Extract every line of the records that contains the word "pole", and copy each one in full.

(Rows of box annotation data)
══════════════════════════════

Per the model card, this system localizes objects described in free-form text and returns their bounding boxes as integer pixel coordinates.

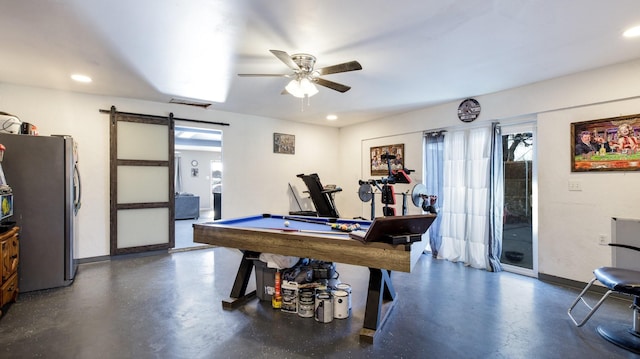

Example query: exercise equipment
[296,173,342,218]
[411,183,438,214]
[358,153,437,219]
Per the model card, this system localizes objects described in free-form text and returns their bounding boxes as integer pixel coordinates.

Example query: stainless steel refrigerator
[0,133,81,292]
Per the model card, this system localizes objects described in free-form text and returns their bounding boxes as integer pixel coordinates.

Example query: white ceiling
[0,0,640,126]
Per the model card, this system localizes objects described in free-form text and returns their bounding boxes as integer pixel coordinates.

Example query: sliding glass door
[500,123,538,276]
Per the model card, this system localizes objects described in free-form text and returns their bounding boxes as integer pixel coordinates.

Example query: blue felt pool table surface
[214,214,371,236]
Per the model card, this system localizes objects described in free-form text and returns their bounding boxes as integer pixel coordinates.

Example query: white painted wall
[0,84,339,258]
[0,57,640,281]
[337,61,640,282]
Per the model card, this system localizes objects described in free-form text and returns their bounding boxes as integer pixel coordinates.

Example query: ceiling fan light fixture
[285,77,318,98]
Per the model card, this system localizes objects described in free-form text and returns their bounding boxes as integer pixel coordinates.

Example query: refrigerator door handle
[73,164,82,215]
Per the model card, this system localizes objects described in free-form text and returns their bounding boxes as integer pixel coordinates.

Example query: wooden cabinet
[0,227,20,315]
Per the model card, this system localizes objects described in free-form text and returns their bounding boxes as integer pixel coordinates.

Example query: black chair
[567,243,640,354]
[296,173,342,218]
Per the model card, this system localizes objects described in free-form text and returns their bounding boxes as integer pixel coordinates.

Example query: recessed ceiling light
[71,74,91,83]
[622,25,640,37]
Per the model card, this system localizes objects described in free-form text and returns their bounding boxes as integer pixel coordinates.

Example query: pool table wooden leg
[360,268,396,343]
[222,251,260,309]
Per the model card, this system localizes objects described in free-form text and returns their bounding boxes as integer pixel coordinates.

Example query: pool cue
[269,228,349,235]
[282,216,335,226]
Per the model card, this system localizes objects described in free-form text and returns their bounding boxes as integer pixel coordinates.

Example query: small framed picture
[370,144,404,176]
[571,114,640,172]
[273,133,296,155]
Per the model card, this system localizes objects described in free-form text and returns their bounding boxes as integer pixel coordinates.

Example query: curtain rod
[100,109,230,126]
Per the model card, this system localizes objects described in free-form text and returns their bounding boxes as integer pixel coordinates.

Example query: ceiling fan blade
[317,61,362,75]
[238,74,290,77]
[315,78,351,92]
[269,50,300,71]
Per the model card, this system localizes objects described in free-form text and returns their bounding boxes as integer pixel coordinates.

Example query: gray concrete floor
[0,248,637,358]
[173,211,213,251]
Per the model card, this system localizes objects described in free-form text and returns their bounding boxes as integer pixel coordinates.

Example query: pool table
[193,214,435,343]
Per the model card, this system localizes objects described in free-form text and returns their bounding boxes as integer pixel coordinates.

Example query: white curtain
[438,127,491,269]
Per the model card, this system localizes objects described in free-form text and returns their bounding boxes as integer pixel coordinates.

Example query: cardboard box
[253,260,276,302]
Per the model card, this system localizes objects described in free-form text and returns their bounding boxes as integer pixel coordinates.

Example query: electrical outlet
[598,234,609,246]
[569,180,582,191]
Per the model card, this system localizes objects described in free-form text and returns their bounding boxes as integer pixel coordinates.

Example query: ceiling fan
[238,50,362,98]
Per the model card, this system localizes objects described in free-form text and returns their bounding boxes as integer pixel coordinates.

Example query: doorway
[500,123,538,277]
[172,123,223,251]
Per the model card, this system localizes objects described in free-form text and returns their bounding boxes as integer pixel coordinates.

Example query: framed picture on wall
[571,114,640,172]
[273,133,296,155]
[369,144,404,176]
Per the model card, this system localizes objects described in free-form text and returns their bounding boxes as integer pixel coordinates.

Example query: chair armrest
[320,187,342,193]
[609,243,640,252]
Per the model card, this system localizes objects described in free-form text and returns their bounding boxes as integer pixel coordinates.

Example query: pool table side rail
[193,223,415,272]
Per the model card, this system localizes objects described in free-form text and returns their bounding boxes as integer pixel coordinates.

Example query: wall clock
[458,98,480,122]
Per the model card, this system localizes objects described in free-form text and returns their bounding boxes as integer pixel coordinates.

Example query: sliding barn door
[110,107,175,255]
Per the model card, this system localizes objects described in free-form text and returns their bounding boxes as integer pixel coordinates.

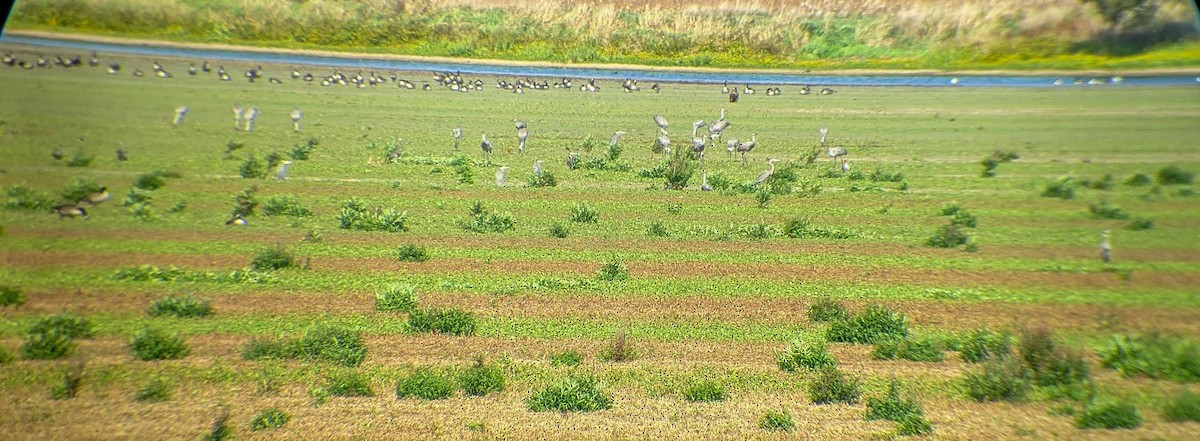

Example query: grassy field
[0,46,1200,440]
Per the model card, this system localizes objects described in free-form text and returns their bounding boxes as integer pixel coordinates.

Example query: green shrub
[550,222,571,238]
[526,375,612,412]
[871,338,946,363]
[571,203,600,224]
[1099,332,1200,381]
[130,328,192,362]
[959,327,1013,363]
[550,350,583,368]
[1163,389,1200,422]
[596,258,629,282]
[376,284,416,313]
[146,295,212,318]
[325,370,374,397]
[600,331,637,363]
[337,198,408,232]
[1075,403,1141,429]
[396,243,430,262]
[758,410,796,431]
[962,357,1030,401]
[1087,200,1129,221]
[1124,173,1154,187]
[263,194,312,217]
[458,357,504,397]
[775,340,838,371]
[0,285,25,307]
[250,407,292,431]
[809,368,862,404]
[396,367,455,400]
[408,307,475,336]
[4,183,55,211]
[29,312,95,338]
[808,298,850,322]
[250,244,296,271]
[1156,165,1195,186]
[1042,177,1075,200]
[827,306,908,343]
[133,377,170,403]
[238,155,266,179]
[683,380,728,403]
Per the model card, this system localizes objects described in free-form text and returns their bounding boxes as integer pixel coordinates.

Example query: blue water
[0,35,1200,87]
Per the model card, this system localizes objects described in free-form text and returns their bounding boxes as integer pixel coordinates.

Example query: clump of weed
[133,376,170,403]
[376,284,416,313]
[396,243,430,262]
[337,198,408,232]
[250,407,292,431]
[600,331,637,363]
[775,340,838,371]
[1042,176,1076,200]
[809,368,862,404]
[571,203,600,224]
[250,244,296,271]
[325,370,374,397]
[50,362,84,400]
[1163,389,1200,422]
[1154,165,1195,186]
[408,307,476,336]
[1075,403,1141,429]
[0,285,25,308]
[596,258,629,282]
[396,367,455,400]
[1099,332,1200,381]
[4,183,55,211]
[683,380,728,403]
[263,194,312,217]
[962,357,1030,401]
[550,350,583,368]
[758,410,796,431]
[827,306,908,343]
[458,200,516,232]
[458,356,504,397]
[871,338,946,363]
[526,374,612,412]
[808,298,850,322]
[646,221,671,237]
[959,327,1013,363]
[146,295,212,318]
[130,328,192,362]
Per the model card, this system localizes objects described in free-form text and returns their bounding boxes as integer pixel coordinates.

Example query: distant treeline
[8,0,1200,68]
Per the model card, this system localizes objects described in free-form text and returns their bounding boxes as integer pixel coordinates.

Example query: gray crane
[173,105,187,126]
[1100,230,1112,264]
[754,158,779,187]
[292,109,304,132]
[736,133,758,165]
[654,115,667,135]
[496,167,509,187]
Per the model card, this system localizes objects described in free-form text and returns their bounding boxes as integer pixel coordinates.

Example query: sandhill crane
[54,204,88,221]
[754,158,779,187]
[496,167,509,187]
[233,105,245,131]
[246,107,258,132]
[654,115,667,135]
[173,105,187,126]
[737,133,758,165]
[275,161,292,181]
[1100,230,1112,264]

══════════════════════════════

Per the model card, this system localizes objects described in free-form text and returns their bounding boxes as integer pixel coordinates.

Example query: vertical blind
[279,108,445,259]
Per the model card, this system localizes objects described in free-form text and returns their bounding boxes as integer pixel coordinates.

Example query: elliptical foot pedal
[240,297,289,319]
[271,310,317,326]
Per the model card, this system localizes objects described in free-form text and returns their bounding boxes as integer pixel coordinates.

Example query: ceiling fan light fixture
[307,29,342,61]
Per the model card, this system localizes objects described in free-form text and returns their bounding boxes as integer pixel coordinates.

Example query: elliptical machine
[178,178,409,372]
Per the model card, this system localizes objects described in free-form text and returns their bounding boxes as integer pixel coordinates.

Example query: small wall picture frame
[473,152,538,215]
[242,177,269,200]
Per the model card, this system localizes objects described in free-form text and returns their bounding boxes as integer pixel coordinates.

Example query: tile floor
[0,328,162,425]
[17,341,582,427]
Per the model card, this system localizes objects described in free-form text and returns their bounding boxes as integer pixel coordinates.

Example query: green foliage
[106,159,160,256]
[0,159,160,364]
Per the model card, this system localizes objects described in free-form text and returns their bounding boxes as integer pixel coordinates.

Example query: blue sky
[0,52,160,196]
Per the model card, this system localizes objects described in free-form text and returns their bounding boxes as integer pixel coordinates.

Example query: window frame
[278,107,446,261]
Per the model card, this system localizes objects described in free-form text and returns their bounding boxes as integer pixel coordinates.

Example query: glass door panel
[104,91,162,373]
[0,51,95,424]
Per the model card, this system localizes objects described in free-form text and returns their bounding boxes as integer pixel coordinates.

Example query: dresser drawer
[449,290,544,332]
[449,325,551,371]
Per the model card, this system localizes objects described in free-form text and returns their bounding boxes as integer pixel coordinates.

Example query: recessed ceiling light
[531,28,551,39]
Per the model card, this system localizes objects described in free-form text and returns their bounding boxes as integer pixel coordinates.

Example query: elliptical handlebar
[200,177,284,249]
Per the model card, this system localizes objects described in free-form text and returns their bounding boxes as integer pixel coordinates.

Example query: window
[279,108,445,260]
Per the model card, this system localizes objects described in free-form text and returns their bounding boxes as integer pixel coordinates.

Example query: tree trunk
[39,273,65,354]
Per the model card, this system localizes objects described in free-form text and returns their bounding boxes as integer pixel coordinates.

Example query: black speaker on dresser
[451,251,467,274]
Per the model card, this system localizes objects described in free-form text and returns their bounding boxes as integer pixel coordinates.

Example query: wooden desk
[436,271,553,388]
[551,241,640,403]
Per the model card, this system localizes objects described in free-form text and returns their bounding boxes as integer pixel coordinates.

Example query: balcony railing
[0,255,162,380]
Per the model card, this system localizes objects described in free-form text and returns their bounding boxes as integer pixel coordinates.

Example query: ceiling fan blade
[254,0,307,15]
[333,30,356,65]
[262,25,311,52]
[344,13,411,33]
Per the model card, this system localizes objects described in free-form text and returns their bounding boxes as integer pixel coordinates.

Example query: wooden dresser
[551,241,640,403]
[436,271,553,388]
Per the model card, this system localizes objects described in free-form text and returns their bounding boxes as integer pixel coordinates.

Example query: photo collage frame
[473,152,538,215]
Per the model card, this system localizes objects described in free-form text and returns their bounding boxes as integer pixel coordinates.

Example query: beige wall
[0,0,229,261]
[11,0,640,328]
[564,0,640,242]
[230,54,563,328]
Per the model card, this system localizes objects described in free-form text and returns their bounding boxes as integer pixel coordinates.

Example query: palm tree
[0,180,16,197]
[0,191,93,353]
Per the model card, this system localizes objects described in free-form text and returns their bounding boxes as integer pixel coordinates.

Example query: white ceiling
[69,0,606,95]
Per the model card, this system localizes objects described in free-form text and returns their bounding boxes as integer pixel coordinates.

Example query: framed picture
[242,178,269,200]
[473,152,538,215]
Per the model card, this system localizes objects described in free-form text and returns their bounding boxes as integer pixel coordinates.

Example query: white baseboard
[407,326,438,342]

══════════════════════════════

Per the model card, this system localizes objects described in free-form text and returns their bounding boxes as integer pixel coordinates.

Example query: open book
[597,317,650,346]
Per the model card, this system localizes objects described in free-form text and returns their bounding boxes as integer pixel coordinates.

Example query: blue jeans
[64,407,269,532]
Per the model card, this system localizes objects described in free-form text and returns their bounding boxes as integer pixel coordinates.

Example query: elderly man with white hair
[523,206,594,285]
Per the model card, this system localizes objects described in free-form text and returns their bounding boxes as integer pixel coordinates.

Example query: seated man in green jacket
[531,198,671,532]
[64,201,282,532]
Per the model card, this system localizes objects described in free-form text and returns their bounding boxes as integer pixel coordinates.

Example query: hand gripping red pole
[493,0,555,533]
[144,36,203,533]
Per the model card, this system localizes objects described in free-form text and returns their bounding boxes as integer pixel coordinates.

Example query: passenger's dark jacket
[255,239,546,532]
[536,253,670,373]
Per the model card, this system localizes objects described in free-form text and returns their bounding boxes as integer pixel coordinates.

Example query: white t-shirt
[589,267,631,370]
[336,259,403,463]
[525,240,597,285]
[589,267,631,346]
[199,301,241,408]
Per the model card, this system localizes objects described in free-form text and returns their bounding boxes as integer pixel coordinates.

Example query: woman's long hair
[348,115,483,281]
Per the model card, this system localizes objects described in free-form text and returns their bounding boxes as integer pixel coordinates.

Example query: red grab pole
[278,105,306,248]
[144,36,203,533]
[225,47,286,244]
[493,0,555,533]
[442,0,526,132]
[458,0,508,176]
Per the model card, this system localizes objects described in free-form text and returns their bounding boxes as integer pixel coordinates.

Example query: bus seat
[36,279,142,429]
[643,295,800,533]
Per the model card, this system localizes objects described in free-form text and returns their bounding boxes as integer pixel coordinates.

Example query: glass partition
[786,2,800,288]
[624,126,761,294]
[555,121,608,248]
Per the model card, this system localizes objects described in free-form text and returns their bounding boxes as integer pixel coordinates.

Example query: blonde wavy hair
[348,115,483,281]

══════════════════════════════

*Written reply*
Example query: hand gripping red pole
Example query: red grab pole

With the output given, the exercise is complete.